• **Work to complete**: Everything from the line holding "Tag the black" through the last line below must be repeated exactly, and nothing else.
--------
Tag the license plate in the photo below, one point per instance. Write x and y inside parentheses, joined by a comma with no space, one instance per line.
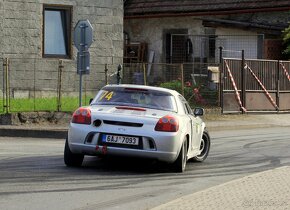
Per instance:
(130,140)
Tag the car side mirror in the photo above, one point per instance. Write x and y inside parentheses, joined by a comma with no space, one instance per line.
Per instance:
(198,112)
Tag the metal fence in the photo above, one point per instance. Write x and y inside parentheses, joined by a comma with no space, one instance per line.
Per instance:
(190,79)
(250,85)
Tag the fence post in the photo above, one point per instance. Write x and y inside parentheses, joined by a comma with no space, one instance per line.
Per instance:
(243,74)
(60,69)
(182,79)
(144,73)
(6,96)
(106,74)
(278,85)
(119,74)
(221,78)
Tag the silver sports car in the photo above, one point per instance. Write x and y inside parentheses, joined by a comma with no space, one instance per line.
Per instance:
(138,121)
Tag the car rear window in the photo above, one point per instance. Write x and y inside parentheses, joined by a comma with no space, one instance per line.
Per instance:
(136,97)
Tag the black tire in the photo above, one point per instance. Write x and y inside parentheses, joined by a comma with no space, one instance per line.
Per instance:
(180,163)
(204,147)
(71,159)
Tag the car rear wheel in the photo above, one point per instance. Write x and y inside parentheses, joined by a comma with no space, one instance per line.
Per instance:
(180,163)
(71,159)
(204,148)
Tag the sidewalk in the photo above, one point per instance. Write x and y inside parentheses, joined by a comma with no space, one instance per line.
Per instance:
(265,190)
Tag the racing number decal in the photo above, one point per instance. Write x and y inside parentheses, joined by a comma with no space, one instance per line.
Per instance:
(197,127)
(107,95)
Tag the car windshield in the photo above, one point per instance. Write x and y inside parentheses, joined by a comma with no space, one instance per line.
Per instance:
(136,97)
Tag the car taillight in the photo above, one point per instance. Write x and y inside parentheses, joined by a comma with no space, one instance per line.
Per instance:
(167,124)
(82,116)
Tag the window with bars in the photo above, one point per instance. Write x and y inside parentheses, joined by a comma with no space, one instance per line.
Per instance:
--------
• **Full answer**:
Tag the black tire in the photo above, one point per instance. Write x and y inside parentheses, joined by a comma with no space, one instance per line.
Per instance:
(180,163)
(204,147)
(71,159)
Tag the car rear wheel in the photo above, one point per instance. Write x and y inside parentheses, joined by a comma with no space, one instance per line.
Per instance:
(180,163)
(71,159)
(204,148)
Tag the sidewalk in the photo above, one point per instance. Write x and y inside parentheses, joined by a comma with no space, one instance per line.
Per instance:
(265,190)
Tag the racing number decal in the photo above, one point per instance. Write x and y inside parentheses, joined by a comma with no space, one instance per line.
Per instance:
(197,127)
(107,95)
Tag the car windshield in the photo above, one point per instance. Write x and y inside parentheses, joined by a comma with no space, one instance per line.
Per instance:
(136,97)
Tag the car taillight in the photo above, one point per instance. Write x and y inside parentheses, joined by a comma with no space, one instance per line.
Per instance:
(167,124)
(82,116)
Tag the window with bars in the photo above, one point per instance. Write x and y inside parentheses, joined by a comma with no space, one instance per line.
Per instance:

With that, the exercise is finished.